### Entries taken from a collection
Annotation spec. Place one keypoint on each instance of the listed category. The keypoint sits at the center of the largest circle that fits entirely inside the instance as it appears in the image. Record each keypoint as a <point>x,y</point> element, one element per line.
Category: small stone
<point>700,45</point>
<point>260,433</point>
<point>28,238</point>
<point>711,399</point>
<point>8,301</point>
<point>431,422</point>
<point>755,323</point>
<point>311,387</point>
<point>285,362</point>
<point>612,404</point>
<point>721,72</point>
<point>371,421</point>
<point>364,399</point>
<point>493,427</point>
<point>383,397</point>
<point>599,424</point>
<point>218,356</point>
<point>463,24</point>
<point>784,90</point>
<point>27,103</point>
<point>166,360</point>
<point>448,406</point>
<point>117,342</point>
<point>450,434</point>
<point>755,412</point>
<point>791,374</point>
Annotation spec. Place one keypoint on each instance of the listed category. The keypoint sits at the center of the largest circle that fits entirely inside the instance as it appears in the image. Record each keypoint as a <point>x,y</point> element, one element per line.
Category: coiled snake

### TASK BRIEF
Whatever the number of entries above, each one is to be copied exactly.

### ANSWER SECTION
Annotation spec. Place one keypoint on each instance of the listed category. The keypoint sits at the center of the largest circle that fits entirely inside the instance as it appears in the image. Record each keypoint as a <point>x,y</point> element, one element per line.
Category: small stone
<point>700,45</point>
<point>260,433</point>
<point>28,238</point>
<point>711,399</point>
<point>8,301</point>
<point>431,422</point>
<point>755,323</point>
<point>311,387</point>
<point>285,362</point>
<point>612,404</point>
<point>721,72</point>
<point>371,421</point>
<point>364,399</point>
<point>493,427</point>
<point>383,397</point>
<point>599,424</point>
<point>218,356</point>
<point>463,24</point>
<point>784,90</point>
<point>27,103</point>
<point>166,360</point>
<point>448,406</point>
<point>117,342</point>
<point>450,434</point>
<point>755,412</point>
<point>791,374</point>
Annotation spec. Place one keypoint on each instance of the listed category. The keypoint sits at the center of the largest circle that fits entirely inside the instance as it appears in the image. Record each keypoint as a <point>x,y</point> element, one element per line.
Category: coiled snake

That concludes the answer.